- _Given passage_
━━━━━━━━

Position Title: Associate Professor and Department Head
Area of Study: American Literature and Film Studies
What motivates you about your chosen field?
The majority of my research is in war literature and film, specifically the Vietnam and Gulf Wars as well as Afghanistan. I am consistently looking for ways to bring my research endeavors not only into my classrooms but also into the communities at large.
Why did you choose to teach at SDSU?
I am a South Dakota native (Mitchell), and I attended SDSU from 1990-94 (BA in English Education) and again from 1996-98 (MA in English). When I finished my Ph.D. at the University of Kentucky, I pursued a Visiting Assistant Professor position here, and the position turned into a tenure track the following year. I have always felt that SDSU is an excellent university, and I am glad to be a part of its community. I'm also glad to be here during this important time of change at the university.
What have been some of your greatest accomplishments while at State?

━━━━━━━━

- _What the task asks_
Please pick up the SDSU faculty interview above after its last line, going on in the same first-person voice.

- _Dataset entries_
━━━━━━━━

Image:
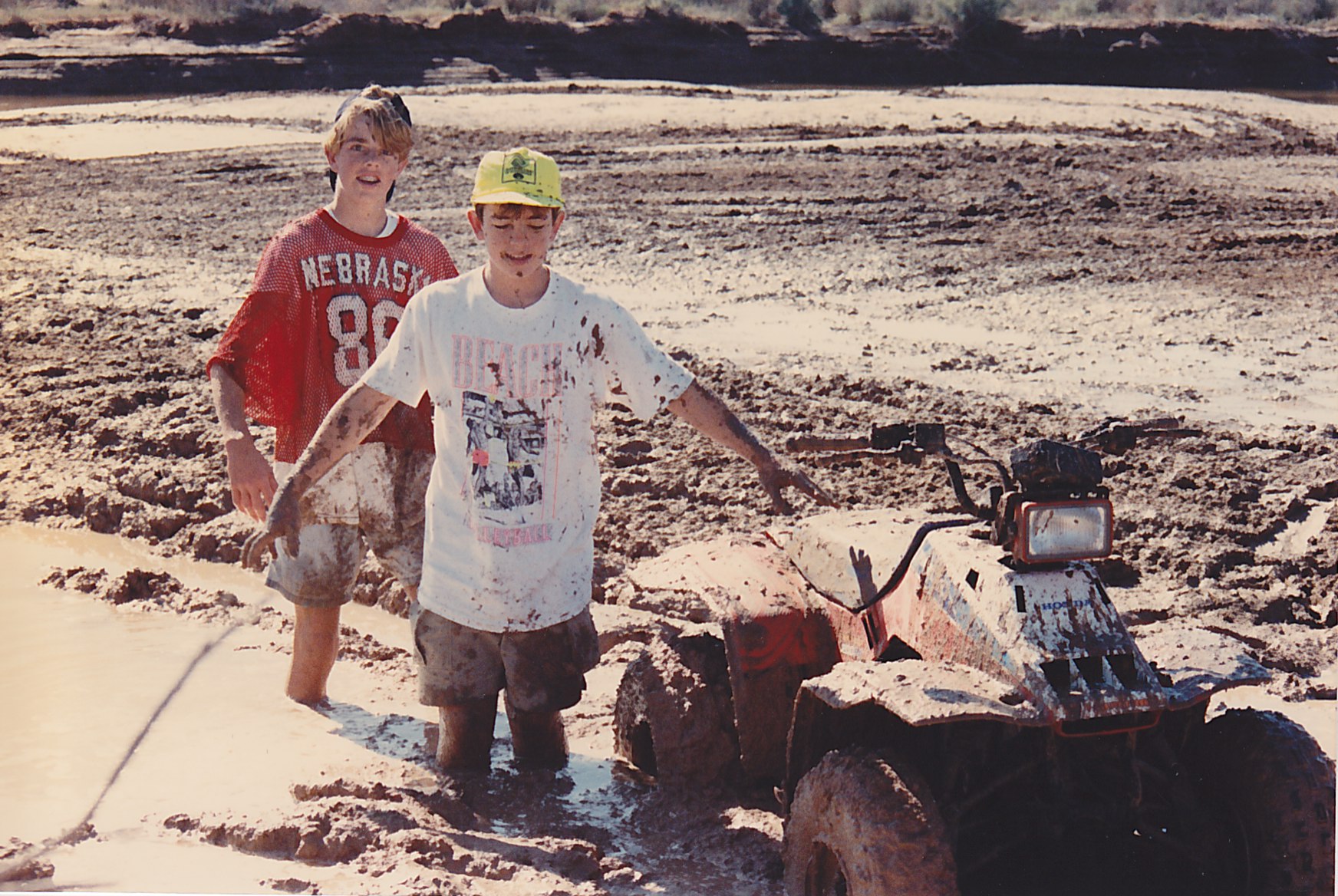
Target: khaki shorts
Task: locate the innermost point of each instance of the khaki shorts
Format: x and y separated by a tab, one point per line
372	498
542	672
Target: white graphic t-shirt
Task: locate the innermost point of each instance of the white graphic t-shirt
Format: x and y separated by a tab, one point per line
516	487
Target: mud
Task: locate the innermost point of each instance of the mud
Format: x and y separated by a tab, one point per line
1066	245
298	48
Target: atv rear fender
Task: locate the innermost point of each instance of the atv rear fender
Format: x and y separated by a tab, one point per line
773	628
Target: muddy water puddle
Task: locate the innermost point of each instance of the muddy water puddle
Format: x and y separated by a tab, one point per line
84	677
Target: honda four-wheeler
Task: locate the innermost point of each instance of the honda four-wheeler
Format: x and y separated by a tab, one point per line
951	703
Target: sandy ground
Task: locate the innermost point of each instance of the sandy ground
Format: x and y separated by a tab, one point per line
1013	261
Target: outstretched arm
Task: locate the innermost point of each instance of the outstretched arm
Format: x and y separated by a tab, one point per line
708	415
249	473
354	417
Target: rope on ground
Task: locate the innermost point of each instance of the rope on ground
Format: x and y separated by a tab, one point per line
18	868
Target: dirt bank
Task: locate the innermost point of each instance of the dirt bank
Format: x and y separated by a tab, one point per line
1014	278
289	52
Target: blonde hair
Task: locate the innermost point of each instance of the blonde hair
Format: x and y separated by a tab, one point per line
386	114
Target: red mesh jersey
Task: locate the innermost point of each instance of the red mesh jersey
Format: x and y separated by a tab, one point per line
324	302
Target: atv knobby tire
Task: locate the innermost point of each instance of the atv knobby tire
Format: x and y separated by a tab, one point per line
674	716
1273	777
862	825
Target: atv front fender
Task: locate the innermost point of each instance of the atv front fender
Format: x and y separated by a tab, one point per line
1195	664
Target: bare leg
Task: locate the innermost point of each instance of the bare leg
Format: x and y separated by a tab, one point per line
537	739
465	739
315	649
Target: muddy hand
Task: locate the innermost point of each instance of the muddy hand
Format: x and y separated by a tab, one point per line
252	479
780	476
282	522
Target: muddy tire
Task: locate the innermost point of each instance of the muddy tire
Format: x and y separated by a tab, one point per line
1278	786
674	716
861	825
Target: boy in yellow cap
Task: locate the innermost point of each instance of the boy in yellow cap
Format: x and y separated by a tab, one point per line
516	359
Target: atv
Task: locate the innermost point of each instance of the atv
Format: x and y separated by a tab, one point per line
951	703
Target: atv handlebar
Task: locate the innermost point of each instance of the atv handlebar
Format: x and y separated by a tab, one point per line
909	443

━━━━━━━━

- _Written response_
I consider my teaching to be my greatest accomplishment - almost everything I do has some connection to the classes I teach. I am restless when it comes to preparing for classes. I am not satisfied with my efforts unless I put myself and the class in a position to have an outstanding class session time after time. I am most proud of this, hands down. I am also very proud of my outreach work with the Sioux Falls VA Hospital, for which I am in my second year of facilitating the Literature and Medicine Program for the hospital staff. In this program, I work with the staff on ways to use literature and film to address issues that our veterans face in their day-to-day lives. I am also proud to have been recognized as the recipient for the 30th Annual Victor Webster award in 2010 - the award recognizes excellence in teaching, scholarship, and service, and I was nominated for it by my peers, largely based on my work with war literature and film.
What do you enjoy most about SDSU?
My colleagues and my students - great community of people in which to live and work. It's actually fun coming to work each and every day!
What piece of advice would you give new students?
Don't underestimate how important it is to keep up with reading and other coursework. University classes often move very quickly, and falling behind is a difficult thing from which to recover. Keep your options open: One may "know" what his or her major is from the very first moment arriving on campus; however, one always needs to remember that nothing is set in stone, and that taking a class or two outside of one's area can - and often does - have a lasting impact on that person's intellectual life.